— Begin Material for this task —
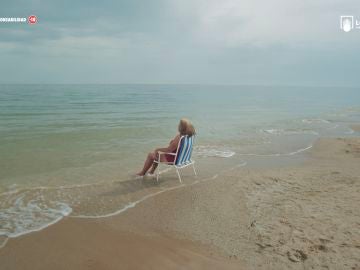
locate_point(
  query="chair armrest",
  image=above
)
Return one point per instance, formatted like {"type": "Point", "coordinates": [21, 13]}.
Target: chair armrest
— End Material for this task —
### Required work
Can you print the lines above word for word, leaving out the picture?

### Answer to the problem
locate_point(
  query="chair armrest",
  image=above
)
Return one point per instance, formatted like {"type": "Point", "coordinates": [21, 13]}.
Target: chair armrest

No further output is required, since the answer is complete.